··· MATERIAL PROVIDED

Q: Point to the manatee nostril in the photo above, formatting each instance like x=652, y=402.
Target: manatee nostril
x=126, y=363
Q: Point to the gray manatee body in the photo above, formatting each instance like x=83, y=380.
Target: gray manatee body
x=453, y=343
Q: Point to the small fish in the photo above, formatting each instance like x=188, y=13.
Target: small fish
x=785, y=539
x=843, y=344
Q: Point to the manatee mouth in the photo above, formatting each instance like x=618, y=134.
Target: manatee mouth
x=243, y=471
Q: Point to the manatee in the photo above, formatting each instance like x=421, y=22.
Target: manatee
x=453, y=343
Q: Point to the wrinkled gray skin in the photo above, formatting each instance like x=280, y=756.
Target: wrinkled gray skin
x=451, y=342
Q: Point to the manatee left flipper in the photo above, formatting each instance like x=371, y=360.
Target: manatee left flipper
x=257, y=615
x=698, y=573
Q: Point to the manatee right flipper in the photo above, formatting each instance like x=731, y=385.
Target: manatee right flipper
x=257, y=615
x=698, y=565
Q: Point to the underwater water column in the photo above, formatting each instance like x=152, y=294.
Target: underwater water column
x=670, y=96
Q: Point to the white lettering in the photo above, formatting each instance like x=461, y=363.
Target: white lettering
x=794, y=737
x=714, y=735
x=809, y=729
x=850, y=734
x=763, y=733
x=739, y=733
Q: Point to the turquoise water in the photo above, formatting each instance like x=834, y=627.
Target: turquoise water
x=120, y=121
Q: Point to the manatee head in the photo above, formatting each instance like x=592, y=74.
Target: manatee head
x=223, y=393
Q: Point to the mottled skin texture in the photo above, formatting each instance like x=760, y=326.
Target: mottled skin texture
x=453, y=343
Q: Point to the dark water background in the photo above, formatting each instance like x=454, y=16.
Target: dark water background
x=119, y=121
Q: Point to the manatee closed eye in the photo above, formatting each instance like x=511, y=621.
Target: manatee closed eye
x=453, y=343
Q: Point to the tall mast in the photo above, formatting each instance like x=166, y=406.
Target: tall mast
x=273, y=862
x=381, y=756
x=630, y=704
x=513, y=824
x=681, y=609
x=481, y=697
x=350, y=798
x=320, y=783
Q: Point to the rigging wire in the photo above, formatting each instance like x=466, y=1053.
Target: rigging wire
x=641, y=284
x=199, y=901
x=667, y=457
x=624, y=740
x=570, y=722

······

** WORK TO BE COMPLETED **
Reproduce the records from the line containing "Q: Point to the dark" through the line containing "x=320, y=783", substituting "wooden mast" for every "tall mast" and changing nothing else.

** FULL OUTPUT **
Q: Point to the dark water background in the photo above, formatting each instance like x=454, y=16.
Target: dark water background
x=119, y=121
Q: Point to the manatee closed eye in the photo above, formatting each instance like x=511, y=621.
Target: manatee closed eye
x=453, y=343
Q: Point to the wooden mast in the photo above, formatting each instance like x=166, y=406.
Target: wooden mast
x=273, y=862
x=381, y=756
x=630, y=704
x=513, y=824
x=681, y=609
x=481, y=697
x=350, y=798
x=320, y=783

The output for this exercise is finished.